◆ **What to produce**: Copy down all of the data underneath, exactly as shown.
━━━ Record extracts ━━━
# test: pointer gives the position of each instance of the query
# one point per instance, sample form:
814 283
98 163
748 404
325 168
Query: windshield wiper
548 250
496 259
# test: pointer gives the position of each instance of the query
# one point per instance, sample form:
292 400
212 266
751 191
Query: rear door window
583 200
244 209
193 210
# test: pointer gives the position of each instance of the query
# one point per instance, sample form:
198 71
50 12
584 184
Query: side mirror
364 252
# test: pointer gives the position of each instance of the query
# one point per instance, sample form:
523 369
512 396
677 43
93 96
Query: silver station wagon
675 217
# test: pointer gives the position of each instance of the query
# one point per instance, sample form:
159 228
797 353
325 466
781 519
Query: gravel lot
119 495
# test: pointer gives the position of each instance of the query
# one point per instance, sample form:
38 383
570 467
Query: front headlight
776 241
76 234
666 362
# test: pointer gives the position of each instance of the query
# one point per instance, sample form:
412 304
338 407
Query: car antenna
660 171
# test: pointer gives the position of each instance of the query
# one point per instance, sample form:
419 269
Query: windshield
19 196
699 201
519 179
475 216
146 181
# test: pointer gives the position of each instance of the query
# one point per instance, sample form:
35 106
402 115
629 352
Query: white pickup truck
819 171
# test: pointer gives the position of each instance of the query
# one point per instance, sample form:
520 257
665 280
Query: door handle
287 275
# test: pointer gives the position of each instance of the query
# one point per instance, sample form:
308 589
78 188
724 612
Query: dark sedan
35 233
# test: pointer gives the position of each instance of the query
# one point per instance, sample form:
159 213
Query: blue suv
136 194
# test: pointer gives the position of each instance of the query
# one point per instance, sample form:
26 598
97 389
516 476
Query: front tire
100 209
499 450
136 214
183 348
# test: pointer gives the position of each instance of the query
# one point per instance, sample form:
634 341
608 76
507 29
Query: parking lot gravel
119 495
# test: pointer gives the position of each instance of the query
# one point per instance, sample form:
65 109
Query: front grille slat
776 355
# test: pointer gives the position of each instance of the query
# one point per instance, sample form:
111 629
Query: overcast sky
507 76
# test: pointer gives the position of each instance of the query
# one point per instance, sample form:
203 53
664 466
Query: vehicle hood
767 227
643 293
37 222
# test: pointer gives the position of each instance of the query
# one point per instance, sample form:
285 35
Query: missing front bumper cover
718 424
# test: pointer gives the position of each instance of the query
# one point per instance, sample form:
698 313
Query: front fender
━━━
◆ **Answer box**:
# test: pointer gives the position of each instance of the query
# one point per instance, sample form:
814 283
98 163
748 404
325 168
Query: windshield wiper
548 250
496 259
# test: pointer gives the position of each instance of the query
# one point per instance, sample form:
292 400
212 266
751 191
Query: rear door window
583 200
244 209
193 210
# test: pointer gives the position of each instance of the query
# one point per instance, sample form:
198 71
50 12
584 184
Query: side mirror
364 252
# test: pointer gives the position of each instance of the query
# one point per instance, sample form:
523 369
512 396
677 43
93 96
Query: silver station wagon
675 217
# test: pointer gives the position of each instance of the query
# one point per instance, sample form:
159 228
797 353
325 466
781 519
Query: gravel lot
119 495
# test: pointer gives the position of each instance of the query
# one point per instance, sample form:
38 383
570 467
Query: front headlight
776 241
76 234
666 362
# test: pointer gives the position of each instance of the query
# one point per instance, sample form:
412 304
338 407
Query: car antenna
660 171
# test: pointer gives the position of each instance of the query
# one point per instance, sample form:
419 269
Query: windshield
19 196
699 201
519 179
475 216
146 181
# test: pointer gives the position of each instance of the query
# one point per instance, sample form:
35 106
402 115
629 352
Query: white pickup truck
819 171
# test: pointer gives the position of each instance of the query
# one point per instance, sample form:
520 257
665 280
Query: door handle
287 275
# test: pointer gives the position of each instance of the query
# one point per instance, sample form:
308 589
78 188
724 612
Query: dark sedan
35 233
# test: pointer gives the position of each instance of the query
# one point per instance, sample form:
159 213
Query: blue suv
136 194
# test: pointer gives the position of each instance of the query
# one point per instance, sample form:
26 598
97 389
516 476
Query: front tire
100 209
499 450
136 214
183 348
# test: pointer gives the position of each instance of the query
# one point per instance, sample form:
634 341
608 76
507 29
Query: parking lot gravel
119 495
# test: pointer gives the position of each instance of the query
# one point per instance, sample form:
65 109
Query: front grille slat
776 355
# test: pointer gives the position of each instance of the query
# one point per instance, sample form:
111 629
Query: overcast sky
507 76
# test: pointer gives the position of each instance of the query
# one point per instance, sample form:
203 53
664 466
Query: vehicle hood
767 227
643 293
37 222
# test: pointer gives the position of each instance of the query
# one point per instance, sample form:
285 35
Query: missing front bumper cover
718 424
# test: pointer gives the position of each instance of the query
# one point per instance, sample form:
698 313
Query: front fender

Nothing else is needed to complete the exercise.